***** Data to process *****

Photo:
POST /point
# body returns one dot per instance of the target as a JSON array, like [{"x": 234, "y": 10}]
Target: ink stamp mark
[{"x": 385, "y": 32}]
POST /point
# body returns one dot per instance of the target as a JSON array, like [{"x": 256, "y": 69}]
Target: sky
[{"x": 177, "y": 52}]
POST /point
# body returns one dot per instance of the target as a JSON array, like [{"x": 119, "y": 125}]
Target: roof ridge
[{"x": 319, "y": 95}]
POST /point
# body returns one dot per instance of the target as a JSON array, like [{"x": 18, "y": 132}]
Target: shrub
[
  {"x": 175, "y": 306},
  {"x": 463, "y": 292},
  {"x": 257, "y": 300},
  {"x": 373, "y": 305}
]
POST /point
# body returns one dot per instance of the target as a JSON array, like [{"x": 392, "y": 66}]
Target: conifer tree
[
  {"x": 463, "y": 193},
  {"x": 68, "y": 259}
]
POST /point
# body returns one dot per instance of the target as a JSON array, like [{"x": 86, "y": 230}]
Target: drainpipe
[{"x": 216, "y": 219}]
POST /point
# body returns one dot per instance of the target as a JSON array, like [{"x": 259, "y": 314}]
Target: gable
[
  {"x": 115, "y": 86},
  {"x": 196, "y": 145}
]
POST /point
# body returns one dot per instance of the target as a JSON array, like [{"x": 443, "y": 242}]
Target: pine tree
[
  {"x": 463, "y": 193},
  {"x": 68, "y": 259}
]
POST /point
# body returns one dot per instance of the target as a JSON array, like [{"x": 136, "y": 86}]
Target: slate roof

*****

Filter the data above down to the lines that contain the string "roof", and output each matching line.

▶ Output
Target: roof ridge
Target: slate roof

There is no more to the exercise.